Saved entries
________________________________________

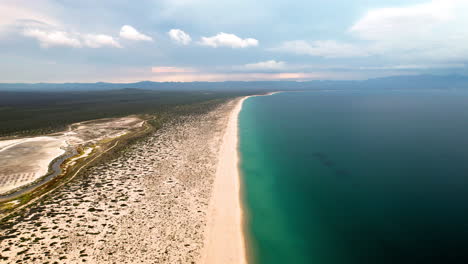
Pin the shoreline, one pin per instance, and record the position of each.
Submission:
(225, 238)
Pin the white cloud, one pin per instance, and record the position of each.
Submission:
(100, 41)
(179, 36)
(19, 12)
(53, 38)
(323, 48)
(415, 67)
(411, 21)
(172, 70)
(265, 65)
(434, 31)
(129, 32)
(228, 40)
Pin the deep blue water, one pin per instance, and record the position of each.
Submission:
(356, 177)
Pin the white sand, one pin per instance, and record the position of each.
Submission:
(224, 238)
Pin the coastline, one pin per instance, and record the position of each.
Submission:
(225, 238)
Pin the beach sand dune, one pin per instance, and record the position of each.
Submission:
(224, 241)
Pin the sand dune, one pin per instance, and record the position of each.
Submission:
(224, 240)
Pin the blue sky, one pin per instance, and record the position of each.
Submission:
(218, 40)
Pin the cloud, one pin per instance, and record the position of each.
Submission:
(323, 48)
(53, 38)
(130, 33)
(171, 70)
(17, 12)
(99, 41)
(410, 21)
(265, 66)
(433, 31)
(415, 67)
(228, 40)
(50, 38)
(179, 36)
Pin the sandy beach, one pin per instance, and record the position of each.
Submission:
(224, 240)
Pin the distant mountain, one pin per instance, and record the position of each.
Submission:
(394, 82)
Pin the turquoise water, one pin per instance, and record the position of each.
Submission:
(356, 177)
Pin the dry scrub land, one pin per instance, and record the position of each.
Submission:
(23, 161)
(147, 205)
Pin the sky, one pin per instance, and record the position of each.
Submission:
(220, 40)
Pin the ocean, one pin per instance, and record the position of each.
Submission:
(352, 177)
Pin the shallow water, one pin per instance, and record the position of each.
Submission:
(356, 176)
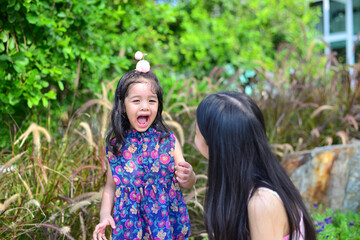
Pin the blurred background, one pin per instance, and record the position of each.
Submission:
(60, 62)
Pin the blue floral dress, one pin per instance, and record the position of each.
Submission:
(148, 201)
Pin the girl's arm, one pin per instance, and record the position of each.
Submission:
(183, 170)
(267, 217)
(107, 202)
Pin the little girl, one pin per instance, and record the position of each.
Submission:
(249, 194)
(145, 165)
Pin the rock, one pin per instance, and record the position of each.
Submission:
(328, 175)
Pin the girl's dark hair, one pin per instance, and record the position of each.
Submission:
(119, 121)
(240, 157)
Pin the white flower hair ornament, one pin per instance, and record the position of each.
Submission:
(142, 65)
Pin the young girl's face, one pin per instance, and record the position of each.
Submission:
(141, 105)
(201, 144)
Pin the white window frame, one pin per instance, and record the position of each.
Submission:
(347, 36)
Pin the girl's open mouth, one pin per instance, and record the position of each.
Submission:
(143, 120)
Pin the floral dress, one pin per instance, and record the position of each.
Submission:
(148, 201)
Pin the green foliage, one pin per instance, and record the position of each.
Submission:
(334, 224)
(59, 52)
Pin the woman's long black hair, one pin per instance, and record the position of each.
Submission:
(239, 158)
(119, 121)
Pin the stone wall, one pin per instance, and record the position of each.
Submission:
(328, 175)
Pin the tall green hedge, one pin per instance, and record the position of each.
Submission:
(59, 52)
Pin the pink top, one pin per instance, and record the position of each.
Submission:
(296, 235)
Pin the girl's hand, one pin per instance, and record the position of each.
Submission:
(184, 174)
(99, 232)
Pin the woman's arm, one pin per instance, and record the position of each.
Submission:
(183, 170)
(267, 217)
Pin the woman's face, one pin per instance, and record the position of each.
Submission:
(201, 144)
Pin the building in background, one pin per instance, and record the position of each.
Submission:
(340, 25)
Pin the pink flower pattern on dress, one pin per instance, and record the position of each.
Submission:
(143, 207)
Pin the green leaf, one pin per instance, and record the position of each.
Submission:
(50, 95)
(19, 68)
(32, 18)
(30, 104)
(61, 85)
(4, 36)
(22, 61)
(3, 65)
(12, 18)
(5, 57)
(45, 102)
(2, 47)
(11, 3)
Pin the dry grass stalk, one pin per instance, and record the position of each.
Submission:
(320, 109)
(10, 162)
(343, 136)
(8, 201)
(88, 135)
(82, 226)
(26, 186)
(78, 205)
(64, 230)
(35, 130)
(32, 202)
(179, 129)
(90, 196)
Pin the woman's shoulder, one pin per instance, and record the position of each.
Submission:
(264, 198)
(267, 210)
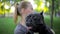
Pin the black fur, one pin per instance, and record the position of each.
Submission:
(36, 21)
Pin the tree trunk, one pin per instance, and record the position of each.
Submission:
(52, 13)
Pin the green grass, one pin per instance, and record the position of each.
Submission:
(7, 25)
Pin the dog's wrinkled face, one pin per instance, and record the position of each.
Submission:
(34, 19)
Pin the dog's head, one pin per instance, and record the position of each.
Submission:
(34, 19)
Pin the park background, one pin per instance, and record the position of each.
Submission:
(51, 9)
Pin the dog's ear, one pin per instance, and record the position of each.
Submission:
(41, 13)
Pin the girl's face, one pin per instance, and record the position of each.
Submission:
(28, 10)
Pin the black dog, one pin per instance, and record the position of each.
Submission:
(36, 21)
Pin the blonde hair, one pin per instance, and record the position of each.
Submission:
(18, 7)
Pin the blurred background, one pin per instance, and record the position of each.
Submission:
(51, 9)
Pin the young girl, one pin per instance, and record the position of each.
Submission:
(23, 9)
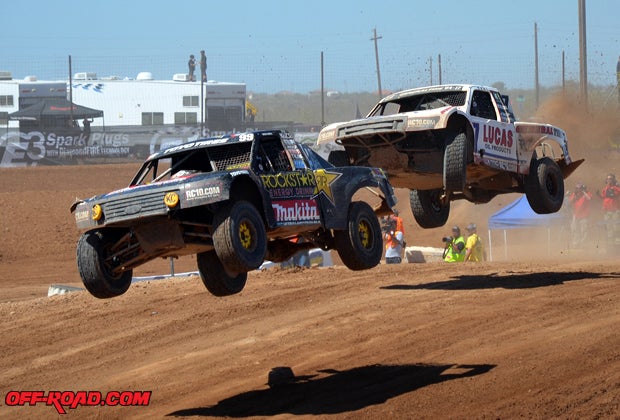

________________________________________

→ Exercise prompt
From the entries, copy every line in which the word "young" occurs.

→ Written response
Pin the young girl's face, one pin per instance, and record the position of each.
Pin the young girl, one pin per instance, and record the position of each.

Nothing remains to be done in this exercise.